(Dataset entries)
BEGIN
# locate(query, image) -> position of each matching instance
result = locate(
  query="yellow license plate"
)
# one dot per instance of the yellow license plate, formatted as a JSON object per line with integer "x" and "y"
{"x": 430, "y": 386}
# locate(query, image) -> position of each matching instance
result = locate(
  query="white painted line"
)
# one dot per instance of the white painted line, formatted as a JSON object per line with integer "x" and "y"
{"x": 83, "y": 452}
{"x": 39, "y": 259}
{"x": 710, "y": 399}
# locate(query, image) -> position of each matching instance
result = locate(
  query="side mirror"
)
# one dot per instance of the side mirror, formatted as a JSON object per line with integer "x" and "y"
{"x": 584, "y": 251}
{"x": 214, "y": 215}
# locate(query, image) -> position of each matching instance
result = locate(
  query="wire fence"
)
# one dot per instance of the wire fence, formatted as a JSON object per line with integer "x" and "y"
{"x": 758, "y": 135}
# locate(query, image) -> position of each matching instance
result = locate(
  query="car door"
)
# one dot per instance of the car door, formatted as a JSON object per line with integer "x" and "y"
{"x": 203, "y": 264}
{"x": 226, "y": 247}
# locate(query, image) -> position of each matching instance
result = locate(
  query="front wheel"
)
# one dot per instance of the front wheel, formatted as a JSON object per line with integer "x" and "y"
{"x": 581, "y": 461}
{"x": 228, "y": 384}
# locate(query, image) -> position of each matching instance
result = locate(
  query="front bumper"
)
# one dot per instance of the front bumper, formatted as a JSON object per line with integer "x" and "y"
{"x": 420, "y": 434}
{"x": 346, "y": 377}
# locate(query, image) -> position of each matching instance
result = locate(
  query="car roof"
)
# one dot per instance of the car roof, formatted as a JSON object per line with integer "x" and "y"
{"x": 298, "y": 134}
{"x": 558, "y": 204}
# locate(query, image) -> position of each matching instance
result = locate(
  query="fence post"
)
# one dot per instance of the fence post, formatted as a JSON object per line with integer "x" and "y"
END
* TASK GOAL: Every line from the one containing "# one dot per instance of the front bumper, formatted" to the end of the entries must be set down exactly, with none omitted and none added.

* RESULT FOR THIS EXERCISE:
# one dot per instance of the front bumper, formatted as a JSON object per line with integer "x" and "y"
{"x": 420, "y": 434}
{"x": 346, "y": 377}
# locate(query, image) -> position of each matching instance
result = locate(
  query="car roof"
)
# one dot per instance of the car roof, formatted as a JSON object per line with integer "x" and "y"
{"x": 298, "y": 134}
{"x": 558, "y": 204}
# locate(query, image) -> position of each matching instance
result = locate(
  query="fence post"
)
# one dot per instance of the fence post, formatted as a JSON object per line with integer "x" and "y"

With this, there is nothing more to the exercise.